▶ **The problem**:
Extend the passage on the legislative fight over follow-on biologics, beginning right after its final sentence.
─── Excerpt to read
Another major legislative fight that could resurface in 2008 is over a bill creating a regulatory pathway for follow-on biologics (FOBS), or biosimilars. Already, biologics are the fastest-growing and most promising drug sector in the United States, a $50-billion-per-year industry that’s expected to double in the next several years. Currently, there’s no expedited approval process for FOBS, and the stakes look high: Patents on biologics worth more than tens of billions of dollars a year have already expired, with another $15 billion worth of drugs set to go off-patent soon.

Contrary to popular belief, however, BIO is not opposed to legislation that would enable the FDA to approve biosimilars, and is lending support to several bills put forward by Senate Democrats. Within the biotech industry, the general sense is that such legislation is inevitable—the European Union has already set up a biosimilars approval process—and Greenwood observes that PhRMA “lost some reputational capital” after digging in its heels on generics legislation for pharmaceuticals in the 1980s.

Nevertheless, there are still sticking points—mainly concerning “data exclusivity,” or the amount of time after approval of a new drug before a competitor can use data from the original approval process for its own FDA filing. BIO wants 14 years, while the Senate bill provides 12. Representative Henry Waxman, a California Democrat who is crafting his own bill in the House, has not yet put forward a precise number, but is expected to put up a fight on this front. “I’m not 100 percent sure it’s going to get done this year,” says Dean Rosen, a healthcare lobbyist in Washington, D.C. “Waxman has his own approach and may want something less favorable to the industry.” (Several lobbyists speculated that Waxman, who tends to side with generics manufacturers, may prefer to run down the clock and wait for a Democratic president in 2009).
──────
─── Provided records
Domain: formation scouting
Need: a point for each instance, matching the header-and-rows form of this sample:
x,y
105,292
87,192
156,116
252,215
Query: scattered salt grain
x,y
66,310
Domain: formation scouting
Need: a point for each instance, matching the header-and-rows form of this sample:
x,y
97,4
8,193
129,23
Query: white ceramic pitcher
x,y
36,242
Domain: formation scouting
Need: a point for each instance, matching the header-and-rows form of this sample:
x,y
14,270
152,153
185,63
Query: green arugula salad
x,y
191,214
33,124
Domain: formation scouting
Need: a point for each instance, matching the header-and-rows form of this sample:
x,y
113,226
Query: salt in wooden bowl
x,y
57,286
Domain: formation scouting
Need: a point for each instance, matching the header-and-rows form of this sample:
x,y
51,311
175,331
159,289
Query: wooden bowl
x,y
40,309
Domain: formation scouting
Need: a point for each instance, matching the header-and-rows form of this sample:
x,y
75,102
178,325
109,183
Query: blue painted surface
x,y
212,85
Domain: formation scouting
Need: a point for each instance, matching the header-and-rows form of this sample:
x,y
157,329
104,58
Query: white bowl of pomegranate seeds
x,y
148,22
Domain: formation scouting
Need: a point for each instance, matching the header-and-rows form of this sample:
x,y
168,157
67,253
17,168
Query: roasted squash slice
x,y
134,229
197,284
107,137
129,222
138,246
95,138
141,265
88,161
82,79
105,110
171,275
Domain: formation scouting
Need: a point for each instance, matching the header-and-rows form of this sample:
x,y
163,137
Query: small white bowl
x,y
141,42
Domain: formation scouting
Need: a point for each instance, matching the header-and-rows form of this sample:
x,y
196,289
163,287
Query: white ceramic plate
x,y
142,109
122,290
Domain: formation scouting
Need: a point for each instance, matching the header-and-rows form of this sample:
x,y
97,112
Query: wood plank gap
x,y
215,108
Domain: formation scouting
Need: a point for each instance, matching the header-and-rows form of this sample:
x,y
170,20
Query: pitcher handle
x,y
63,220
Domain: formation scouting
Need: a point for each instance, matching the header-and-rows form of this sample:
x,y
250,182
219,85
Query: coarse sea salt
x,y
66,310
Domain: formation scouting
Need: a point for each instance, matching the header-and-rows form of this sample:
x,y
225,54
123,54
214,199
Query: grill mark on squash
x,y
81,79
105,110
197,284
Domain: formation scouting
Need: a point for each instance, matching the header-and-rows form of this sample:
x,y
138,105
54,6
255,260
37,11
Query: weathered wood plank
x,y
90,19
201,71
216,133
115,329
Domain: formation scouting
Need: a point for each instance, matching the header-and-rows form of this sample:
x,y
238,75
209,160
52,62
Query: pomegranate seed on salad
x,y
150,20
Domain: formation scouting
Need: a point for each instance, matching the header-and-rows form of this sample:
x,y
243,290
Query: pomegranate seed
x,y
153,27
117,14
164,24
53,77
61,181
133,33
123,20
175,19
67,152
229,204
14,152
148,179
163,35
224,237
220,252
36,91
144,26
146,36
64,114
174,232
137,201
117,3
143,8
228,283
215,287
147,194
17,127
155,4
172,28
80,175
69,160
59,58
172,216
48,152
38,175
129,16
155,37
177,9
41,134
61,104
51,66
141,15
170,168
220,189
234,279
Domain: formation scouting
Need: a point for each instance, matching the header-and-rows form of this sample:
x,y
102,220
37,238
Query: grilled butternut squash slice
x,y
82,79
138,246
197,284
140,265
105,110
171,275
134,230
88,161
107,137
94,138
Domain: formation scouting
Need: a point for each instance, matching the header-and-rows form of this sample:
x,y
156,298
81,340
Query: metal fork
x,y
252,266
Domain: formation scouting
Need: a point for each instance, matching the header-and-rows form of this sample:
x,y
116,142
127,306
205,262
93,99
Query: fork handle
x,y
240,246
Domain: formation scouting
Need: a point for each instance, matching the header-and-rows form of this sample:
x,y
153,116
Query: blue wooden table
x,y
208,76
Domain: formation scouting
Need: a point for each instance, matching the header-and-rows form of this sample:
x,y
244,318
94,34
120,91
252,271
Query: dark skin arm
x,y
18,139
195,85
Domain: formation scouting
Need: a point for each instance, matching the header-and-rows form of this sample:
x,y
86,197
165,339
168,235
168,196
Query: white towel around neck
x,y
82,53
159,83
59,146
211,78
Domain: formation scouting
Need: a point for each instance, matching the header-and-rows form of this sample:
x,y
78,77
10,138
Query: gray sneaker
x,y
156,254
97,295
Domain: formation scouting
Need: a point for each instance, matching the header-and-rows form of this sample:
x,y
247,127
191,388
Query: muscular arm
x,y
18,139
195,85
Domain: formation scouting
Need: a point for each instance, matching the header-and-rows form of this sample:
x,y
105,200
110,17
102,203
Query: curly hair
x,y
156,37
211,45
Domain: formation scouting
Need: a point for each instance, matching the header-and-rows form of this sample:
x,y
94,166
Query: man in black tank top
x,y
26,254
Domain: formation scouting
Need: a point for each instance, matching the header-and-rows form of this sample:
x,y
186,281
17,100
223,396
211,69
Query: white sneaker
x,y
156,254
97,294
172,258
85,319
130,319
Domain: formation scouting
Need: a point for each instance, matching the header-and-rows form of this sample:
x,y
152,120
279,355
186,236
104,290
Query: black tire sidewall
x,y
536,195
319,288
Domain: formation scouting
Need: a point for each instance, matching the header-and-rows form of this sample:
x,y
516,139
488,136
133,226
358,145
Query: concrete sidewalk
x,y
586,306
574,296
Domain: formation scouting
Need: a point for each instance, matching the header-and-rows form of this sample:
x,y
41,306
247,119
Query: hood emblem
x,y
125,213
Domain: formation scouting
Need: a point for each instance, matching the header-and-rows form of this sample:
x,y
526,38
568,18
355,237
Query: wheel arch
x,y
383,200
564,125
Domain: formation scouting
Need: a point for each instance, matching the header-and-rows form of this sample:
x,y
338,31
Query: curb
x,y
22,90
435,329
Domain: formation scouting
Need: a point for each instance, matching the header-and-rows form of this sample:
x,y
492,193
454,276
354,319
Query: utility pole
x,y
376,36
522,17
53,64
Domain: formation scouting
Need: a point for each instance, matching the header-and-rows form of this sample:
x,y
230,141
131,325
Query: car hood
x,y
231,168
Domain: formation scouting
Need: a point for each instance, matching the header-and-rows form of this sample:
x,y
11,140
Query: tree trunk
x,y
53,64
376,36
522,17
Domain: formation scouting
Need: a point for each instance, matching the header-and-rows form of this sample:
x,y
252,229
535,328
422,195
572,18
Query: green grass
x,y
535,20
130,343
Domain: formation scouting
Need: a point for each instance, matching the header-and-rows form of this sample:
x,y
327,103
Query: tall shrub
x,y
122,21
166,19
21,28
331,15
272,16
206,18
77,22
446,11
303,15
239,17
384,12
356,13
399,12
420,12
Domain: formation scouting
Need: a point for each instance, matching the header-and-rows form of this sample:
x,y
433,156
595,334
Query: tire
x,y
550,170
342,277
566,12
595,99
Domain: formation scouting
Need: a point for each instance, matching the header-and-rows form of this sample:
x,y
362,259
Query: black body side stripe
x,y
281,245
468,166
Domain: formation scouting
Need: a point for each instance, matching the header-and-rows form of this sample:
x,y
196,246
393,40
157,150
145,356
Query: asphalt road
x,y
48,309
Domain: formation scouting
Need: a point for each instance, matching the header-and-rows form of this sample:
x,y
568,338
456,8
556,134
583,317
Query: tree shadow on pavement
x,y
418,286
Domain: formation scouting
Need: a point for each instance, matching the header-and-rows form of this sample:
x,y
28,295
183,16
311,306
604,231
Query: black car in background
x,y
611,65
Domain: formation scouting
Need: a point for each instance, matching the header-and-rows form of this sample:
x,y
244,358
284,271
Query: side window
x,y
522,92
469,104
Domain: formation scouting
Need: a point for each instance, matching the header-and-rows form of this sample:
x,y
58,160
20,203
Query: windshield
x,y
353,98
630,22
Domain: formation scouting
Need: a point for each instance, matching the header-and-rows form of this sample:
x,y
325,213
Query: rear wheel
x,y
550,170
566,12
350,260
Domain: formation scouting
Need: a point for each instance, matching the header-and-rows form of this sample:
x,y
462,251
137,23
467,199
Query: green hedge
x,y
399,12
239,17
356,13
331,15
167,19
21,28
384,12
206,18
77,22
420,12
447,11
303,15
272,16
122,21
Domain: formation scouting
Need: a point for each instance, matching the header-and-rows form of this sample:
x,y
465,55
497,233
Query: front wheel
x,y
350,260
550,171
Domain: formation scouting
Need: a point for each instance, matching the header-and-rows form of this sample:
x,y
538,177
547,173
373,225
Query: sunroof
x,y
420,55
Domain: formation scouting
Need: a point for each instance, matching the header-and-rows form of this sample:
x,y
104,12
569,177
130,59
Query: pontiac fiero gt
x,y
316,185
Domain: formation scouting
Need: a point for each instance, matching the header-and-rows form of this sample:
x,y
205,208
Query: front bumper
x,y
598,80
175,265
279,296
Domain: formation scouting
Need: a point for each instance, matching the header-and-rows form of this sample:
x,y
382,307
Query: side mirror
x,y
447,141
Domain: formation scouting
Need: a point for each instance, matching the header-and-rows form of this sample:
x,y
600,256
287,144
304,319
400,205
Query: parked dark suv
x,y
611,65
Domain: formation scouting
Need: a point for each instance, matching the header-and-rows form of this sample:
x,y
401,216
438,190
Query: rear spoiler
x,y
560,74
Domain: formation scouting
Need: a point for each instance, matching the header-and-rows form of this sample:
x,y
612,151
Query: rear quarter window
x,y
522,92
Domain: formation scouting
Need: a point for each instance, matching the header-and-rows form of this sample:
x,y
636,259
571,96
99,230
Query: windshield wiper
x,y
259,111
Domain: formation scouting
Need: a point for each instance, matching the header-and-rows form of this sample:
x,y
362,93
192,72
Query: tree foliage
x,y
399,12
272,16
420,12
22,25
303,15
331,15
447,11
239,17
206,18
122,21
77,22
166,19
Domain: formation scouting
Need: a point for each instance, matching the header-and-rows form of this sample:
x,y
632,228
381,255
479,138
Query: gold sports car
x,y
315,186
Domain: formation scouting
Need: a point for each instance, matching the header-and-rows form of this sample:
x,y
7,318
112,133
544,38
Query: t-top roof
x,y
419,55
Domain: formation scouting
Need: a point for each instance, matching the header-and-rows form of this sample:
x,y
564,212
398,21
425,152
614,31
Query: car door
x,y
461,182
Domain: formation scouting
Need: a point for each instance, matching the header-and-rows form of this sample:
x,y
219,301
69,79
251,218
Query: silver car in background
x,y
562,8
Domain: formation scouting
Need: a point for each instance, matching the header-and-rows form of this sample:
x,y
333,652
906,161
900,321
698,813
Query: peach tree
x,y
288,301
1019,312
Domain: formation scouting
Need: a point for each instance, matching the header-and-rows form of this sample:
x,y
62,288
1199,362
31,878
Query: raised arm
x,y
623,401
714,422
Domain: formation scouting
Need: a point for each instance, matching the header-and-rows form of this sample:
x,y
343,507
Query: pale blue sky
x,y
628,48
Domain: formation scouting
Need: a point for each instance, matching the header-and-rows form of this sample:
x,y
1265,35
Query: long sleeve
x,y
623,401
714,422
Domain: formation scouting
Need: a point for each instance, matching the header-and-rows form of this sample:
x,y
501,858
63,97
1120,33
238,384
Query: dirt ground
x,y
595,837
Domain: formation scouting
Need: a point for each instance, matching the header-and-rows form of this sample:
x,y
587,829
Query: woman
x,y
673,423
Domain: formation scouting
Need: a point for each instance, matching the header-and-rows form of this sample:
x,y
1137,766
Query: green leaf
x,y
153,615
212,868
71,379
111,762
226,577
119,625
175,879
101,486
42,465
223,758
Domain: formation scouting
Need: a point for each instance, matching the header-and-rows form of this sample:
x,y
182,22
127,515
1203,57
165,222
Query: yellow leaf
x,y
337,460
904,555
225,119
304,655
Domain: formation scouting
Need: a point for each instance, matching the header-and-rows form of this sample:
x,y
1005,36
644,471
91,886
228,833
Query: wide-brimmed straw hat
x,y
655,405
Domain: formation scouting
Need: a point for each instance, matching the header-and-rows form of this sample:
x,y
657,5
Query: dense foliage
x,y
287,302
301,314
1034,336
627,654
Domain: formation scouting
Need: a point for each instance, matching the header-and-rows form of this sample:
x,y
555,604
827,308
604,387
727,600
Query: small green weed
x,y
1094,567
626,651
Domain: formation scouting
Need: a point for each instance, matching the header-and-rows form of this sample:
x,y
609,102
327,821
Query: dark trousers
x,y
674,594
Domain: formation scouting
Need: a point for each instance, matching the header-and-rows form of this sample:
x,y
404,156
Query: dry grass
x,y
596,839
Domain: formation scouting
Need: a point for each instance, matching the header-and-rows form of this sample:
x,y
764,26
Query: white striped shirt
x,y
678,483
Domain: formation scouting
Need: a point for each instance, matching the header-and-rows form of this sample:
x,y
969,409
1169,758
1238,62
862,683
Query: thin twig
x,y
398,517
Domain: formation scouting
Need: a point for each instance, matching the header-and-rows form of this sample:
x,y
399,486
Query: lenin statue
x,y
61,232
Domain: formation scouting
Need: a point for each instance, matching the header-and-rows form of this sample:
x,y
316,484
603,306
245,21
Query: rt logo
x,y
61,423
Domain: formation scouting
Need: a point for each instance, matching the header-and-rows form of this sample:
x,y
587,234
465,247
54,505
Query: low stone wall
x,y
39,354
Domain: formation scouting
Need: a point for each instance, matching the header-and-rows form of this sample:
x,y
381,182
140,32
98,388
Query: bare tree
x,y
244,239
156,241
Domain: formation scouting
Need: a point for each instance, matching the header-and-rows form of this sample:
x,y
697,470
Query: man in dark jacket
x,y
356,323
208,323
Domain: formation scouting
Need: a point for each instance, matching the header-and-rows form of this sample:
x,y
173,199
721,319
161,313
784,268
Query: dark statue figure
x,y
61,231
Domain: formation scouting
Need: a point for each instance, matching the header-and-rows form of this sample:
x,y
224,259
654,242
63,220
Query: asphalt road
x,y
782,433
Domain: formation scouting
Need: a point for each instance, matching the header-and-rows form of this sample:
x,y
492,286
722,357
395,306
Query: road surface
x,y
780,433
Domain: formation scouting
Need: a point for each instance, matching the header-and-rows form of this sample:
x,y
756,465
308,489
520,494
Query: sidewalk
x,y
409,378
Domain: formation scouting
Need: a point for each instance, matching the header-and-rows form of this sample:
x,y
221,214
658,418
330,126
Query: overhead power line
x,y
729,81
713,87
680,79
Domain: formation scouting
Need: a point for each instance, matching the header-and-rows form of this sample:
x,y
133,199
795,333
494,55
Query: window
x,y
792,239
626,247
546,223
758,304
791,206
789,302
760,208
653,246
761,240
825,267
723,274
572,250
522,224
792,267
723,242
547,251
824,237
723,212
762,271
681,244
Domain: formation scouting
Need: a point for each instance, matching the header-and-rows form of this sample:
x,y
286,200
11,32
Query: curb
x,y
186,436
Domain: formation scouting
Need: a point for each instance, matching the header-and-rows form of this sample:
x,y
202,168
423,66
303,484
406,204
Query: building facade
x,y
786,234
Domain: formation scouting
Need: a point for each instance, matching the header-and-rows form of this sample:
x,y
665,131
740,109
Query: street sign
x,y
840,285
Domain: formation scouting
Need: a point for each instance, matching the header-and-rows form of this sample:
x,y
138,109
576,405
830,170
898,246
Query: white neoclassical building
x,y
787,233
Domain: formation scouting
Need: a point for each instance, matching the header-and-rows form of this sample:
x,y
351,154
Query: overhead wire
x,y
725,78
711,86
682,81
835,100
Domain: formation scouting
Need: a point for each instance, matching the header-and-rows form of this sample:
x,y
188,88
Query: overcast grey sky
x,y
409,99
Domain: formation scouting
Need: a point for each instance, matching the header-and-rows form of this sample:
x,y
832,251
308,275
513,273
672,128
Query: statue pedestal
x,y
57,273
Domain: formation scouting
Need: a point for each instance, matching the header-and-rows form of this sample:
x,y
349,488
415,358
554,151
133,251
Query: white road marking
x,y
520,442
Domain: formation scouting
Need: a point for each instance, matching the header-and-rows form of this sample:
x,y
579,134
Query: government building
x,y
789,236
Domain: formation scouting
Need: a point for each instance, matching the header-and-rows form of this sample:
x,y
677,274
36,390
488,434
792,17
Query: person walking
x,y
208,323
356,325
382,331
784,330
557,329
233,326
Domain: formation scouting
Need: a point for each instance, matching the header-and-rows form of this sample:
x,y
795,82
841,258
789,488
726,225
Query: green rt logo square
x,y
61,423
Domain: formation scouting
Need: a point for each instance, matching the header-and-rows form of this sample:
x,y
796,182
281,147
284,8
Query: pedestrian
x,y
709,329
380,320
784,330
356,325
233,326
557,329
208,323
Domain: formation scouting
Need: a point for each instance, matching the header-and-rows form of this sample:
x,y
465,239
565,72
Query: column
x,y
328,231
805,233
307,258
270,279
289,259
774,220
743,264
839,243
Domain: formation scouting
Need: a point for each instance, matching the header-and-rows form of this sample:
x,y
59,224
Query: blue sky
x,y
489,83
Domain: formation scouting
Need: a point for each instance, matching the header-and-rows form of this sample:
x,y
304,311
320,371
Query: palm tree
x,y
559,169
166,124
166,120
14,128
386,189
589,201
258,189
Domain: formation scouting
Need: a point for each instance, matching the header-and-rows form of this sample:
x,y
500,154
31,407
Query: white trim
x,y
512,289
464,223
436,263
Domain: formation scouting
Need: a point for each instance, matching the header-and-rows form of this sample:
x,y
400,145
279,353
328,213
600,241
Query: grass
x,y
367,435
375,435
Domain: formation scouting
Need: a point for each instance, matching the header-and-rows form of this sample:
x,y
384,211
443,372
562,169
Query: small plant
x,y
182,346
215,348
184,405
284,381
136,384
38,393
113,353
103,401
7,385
──────
▶ **Task answer**:
At stake is not just revenue, but also potentially the ability to innovate. “If [Congress] ends up saying that, for example, only two years of exclusivity is fine, well, that’s only two years of effective market return on a product that takes 12 years and hundreds of millions of dollars to develop,” says Paul T. Kim, a life sciences lobbyist with Foley Hoag LLP. “You can’t possibly achieve an adequate return in two years and still attract venture finance or fund such a high-risk enterprise.” Meanwhile, according to one lobbyist, there are rumors that PhRMA may enter the fray and ask for extended data exclusivity rights for traditional pharmaceutical drugs, which now last about five years. (PhRMA declined to comment on hypothetical legislation).

Opinions vary on the impact FOBS legislation would have in practice. One recent study suggested that total potential cost savings from generic biologics could be more than $70 billion over 10 years. In a recent report from the American Enterprise Institute, however, Calfee suggested that some of these projections are overly optimistic, as the FDA would almost certainly be extremely cautious in approving follow-on biologics—both House and Senate bills allow the agency to require more data if it’s not clear that the follow-on product would work in the same way as the original. Because a blanket “no-clinical trials standard” is infeasible for follow-on biologics, Calfee argues that “the FDA will bring to this task its innate aversion to risk in approving new drugs,” and doctors will be even more reluctant to prescribe generics.